Description of the task:
Leave every picture out and write out the records below exactly.
· · ·
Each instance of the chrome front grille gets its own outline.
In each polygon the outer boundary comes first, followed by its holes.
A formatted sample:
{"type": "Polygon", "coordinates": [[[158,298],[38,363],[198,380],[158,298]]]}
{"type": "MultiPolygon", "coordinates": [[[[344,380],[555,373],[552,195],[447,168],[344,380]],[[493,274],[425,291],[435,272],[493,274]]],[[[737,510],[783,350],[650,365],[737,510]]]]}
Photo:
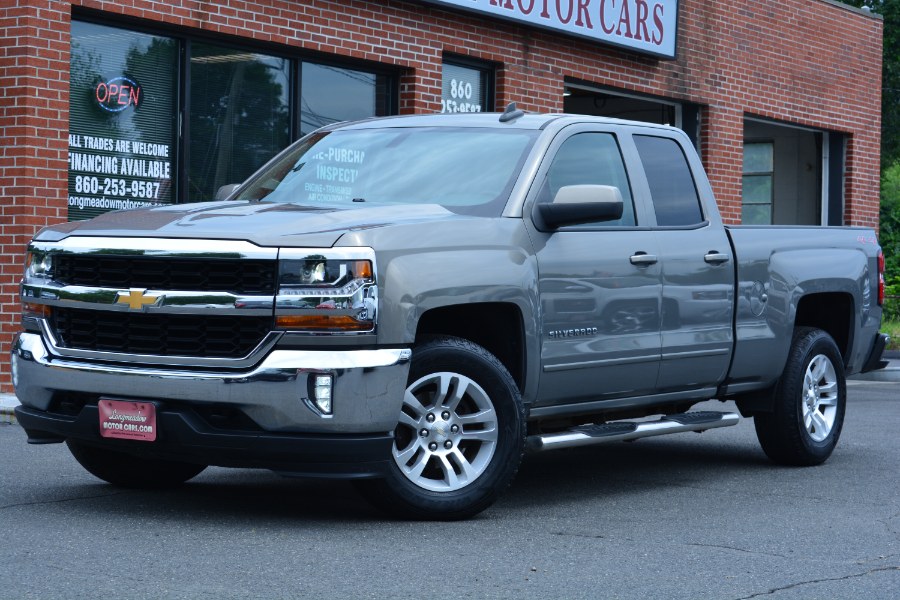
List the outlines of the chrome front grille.
{"type": "Polygon", "coordinates": [[[271,296],[277,265],[272,260],[60,254],[53,277],[66,285],[230,292],[271,296]]]}
{"type": "Polygon", "coordinates": [[[150,314],[58,307],[62,348],[155,356],[241,358],[272,329],[271,316],[150,314]]]}
{"type": "Polygon", "coordinates": [[[277,248],[73,236],[33,241],[29,257],[22,299],[38,308],[27,326],[62,356],[237,368],[279,337],[277,248]]]}

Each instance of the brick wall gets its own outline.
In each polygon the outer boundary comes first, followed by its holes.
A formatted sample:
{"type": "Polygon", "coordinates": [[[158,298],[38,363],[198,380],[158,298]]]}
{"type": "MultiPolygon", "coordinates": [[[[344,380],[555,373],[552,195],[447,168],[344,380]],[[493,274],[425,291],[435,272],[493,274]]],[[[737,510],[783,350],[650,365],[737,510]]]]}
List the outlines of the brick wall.
{"type": "Polygon", "coordinates": [[[0,8],[0,391],[11,391],[25,245],[66,219],[70,14],[53,0],[0,8]]]}
{"type": "Polygon", "coordinates": [[[566,78],[700,104],[701,154],[731,223],[745,114],[840,131],[845,221],[877,225],[882,22],[828,0],[682,0],[674,61],[397,0],[18,0],[0,8],[0,390],[24,246],[66,216],[72,10],[394,65],[402,113],[439,110],[444,53],[496,63],[498,106],[560,111],[566,78]]]}

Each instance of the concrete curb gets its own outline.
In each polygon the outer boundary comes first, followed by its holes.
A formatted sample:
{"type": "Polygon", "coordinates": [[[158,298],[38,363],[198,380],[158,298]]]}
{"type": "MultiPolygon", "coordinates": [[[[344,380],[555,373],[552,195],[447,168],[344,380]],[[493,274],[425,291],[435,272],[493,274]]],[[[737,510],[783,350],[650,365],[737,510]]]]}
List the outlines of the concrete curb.
{"type": "Polygon", "coordinates": [[[15,423],[13,410],[19,405],[19,399],[13,394],[0,394],[0,423],[15,423]]]}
· · ·
Task solution:
Each instance of the chrome front grille gets its own outline.
In each polygon the outer boundary comes first, followed by its holes.
A formatted sample:
{"type": "Polygon", "coordinates": [[[158,298],[38,363],[198,380],[158,298]]]}
{"type": "MultiPolygon", "coordinates": [[[[344,380],[555,373],[552,195],[447,168],[344,380]],[[493,274],[425,291],[435,272],[493,274]]],[[[737,510],[783,350],[650,365],[737,510]]]]}
Photo:
List the outlines of the chrome front grille.
{"type": "Polygon", "coordinates": [[[271,296],[277,265],[272,260],[60,254],[53,277],[66,285],[230,292],[271,296]]]}
{"type": "Polygon", "coordinates": [[[150,314],[58,307],[62,348],[155,356],[241,358],[272,329],[271,316],[150,314]]]}
{"type": "Polygon", "coordinates": [[[277,248],[73,236],[33,241],[29,257],[22,299],[38,308],[27,326],[62,356],[237,368],[279,337],[277,248]]]}

Each instance of the brick wall gets its own outline.
In each polygon the outer boundary comes first, followed by its holes.
A formatted sample:
{"type": "Polygon", "coordinates": [[[158,298],[38,363],[198,380],[158,298]]]}
{"type": "MultiPolygon", "coordinates": [[[[344,380],[555,373],[552,195],[447,168],[344,380]],[[493,274],[425,291],[435,272],[493,274]]],[[[737,510],[783,350],[650,365],[737,510]]]]}
List the outlines of the brick wall.
{"type": "Polygon", "coordinates": [[[0,8],[0,391],[11,391],[25,245],[66,219],[70,14],[53,0],[0,8]]]}
{"type": "Polygon", "coordinates": [[[566,78],[700,104],[701,154],[731,223],[745,114],[840,131],[845,221],[877,225],[882,22],[828,0],[682,0],[674,61],[397,0],[18,0],[0,8],[0,390],[24,246],[66,216],[72,10],[394,65],[402,113],[439,110],[444,53],[496,63],[498,106],[560,111],[566,78]]]}

Each instance of the concrete curb gets its own outline.
In each polygon the outer boundary comes first, followed by its holes.
A formatted sample:
{"type": "Polygon", "coordinates": [[[158,298],[38,363],[198,380],[158,298]]]}
{"type": "MultiPolygon", "coordinates": [[[[344,380],[555,373],[552,195],[447,168],[344,380]],[[493,274],[425,291],[435,272],[493,274]]],[[[737,510],[783,350],[650,365],[737,510]]]]}
List the outlines of the concrete curb.
{"type": "Polygon", "coordinates": [[[15,423],[13,410],[19,405],[19,399],[13,394],[0,394],[0,423],[15,423]]]}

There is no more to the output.